*PROBLEM TO SOLVE*
Can you write out the entries below word for word, all of them, without changing anything?

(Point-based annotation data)

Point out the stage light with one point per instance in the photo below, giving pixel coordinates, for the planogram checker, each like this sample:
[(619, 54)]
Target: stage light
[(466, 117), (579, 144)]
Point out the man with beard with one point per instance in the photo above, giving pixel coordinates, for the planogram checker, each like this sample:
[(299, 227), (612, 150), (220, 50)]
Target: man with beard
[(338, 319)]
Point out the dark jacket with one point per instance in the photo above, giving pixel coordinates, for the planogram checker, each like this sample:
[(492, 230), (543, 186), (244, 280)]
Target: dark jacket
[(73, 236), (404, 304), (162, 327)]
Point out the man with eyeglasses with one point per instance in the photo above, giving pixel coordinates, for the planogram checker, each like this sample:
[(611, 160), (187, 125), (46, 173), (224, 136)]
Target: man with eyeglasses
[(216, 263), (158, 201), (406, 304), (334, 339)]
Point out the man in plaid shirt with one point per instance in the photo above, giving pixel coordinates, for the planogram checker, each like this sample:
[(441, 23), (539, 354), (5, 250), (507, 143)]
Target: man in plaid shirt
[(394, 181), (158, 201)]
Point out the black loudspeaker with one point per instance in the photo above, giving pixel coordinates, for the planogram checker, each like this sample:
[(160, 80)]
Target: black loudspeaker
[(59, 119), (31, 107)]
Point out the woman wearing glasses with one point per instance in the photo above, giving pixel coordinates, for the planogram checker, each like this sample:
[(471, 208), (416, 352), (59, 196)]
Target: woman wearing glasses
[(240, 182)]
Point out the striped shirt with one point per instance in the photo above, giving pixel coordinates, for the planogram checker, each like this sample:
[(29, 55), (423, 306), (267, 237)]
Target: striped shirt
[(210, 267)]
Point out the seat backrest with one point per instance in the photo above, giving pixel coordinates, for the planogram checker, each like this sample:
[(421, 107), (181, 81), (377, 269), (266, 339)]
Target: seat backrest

*EXERCISE RESPONSE*
Point out the stage light with one point per instance in the photo below, giving pixel coordinates, for the planogram checker, each like this sample:
[(619, 54)]
Target: stage light
[(466, 117), (579, 144)]
Point out the man with beard with one point per instance in the photo above, giving pixel coordinates, for the planogram checker, each like this sample:
[(299, 227), (612, 150), (220, 50)]
Target: man with beard
[(338, 319)]
Point out the dark jacket with one point per instance in the photo above, giving pixel coordinates, for the planogram checker, each like this sample:
[(492, 230), (543, 186), (244, 280)]
Target: dark jacket
[(73, 236), (404, 304), (162, 327)]
Point out the man with eyeglasses with one point per instance in the photo above, giving pixel coordinates, for the planogram checker, each like this sample:
[(611, 160), (187, 125), (46, 173), (224, 136)]
Target: man with eyeglasses
[(216, 263), (158, 201), (406, 304), (334, 339)]
Point out the man in plaid shirt with one point per instance in the photo above, giving pixel coordinates, for the planogram checker, each like this sample:
[(441, 23), (539, 354), (5, 250), (507, 143)]
Target: man in plaid shirt
[(394, 181), (158, 201)]
Point out the black loudspeaker with one point per instance in the photo above, giving pixel coordinates, for the planogram checker, each like this sample:
[(160, 80)]
Target: black loudspeaker
[(59, 119), (31, 107)]
Point out the woman wearing glasses with one point per instance in the photo above, giving pixel coordinates, for the planogram checker, each like this sample:
[(471, 208), (416, 352), (59, 196)]
Target: woman wearing glasses
[(240, 182)]
Point out the striped shirt with one point per instance in the photo above, giving pixel coordinates, for the planogram checker, each like this sample:
[(29, 55), (423, 306), (267, 237)]
Target: striped shirt
[(210, 267)]
Point out the seat backrest with one point per instance in the photo above, giving pixel coordinates, for the planogram checker, each like this sample:
[(421, 107), (181, 81), (377, 269), (266, 339)]
Target: seat backrest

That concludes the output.